* _Dataset records_:
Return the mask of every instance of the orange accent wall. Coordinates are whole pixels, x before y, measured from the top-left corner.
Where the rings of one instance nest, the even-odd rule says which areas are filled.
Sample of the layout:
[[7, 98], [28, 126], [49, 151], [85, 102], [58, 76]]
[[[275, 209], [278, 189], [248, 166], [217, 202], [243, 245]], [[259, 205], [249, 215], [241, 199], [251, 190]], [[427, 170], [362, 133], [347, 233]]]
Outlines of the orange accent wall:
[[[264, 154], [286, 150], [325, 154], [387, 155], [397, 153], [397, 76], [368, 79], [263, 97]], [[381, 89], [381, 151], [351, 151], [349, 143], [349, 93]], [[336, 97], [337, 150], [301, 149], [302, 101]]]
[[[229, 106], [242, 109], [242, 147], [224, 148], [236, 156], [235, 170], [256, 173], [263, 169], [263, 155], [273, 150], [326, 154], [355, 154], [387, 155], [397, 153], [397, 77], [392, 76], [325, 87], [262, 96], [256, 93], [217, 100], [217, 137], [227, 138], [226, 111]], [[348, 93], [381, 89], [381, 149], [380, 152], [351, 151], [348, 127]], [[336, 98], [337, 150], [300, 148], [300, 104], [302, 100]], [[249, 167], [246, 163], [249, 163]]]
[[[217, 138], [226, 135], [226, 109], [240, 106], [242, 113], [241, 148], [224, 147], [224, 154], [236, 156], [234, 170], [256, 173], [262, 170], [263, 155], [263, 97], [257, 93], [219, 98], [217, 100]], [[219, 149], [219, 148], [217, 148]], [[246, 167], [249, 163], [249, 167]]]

* _DIRECTIVE_:
Copy every line of the data above without changing a single character.

* _RESPONSE FOR THIS EXERCISE_:
Return the mask of every instance of the orange accent wall. Coordinates are whole pixels, x before y, measured from the top-left corner.
Where the rings of one instance nest, the even-odd rule says which areas are filled.
Sample of the layout:
[[7, 98], [28, 126], [49, 151], [85, 102], [58, 76]]
[[[275, 209], [278, 189], [248, 166], [217, 202], [243, 245]], [[259, 205], [249, 215], [241, 199], [251, 190]], [[427, 170], [362, 133], [347, 233]]]
Outlines of the orange accent wall:
[[[264, 154], [286, 150], [325, 154], [387, 155], [397, 153], [397, 76], [368, 79], [263, 97]], [[381, 89], [381, 151], [351, 151], [349, 143], [349, 93]], [[336, 97], [337, 150], [301, 149], [302, 101]]]
[[[229, 106], [242, 109], [242, 147], [224, 148], [236, 156], [235, 170], [256, 173], [263, 169], [263, 155], [273, 150], [326, 154], [355, 154], [387, 155], [397, 153], [397, 77], [392, 76], [325, 87], [262, 96], [256, 93], [217, 100], [217, 137], [227, 138], [226, 111]], [[348, 93], [381, 89], [381, 149], [380, 152], [351, 151], [348, 127]], [[336, 98], [337, 150], [300, 148], [300, 104], [302, 100]], [[249, 167], [246, 163], [249, 163]]]
[[[217, 138], [226, 135], [226, 109], [240, 106], [242, 113], [241, 148], [224, 147], [224, 154], [236, 156], [234, 170], [256, 173], [262, 170], [263, 155], [263, 97], [257, 93], [219, 98], [217, 100]], [[219, 149], [219, 148], [217, 148]], [[246, 167], [249, 163], [249, 167]]]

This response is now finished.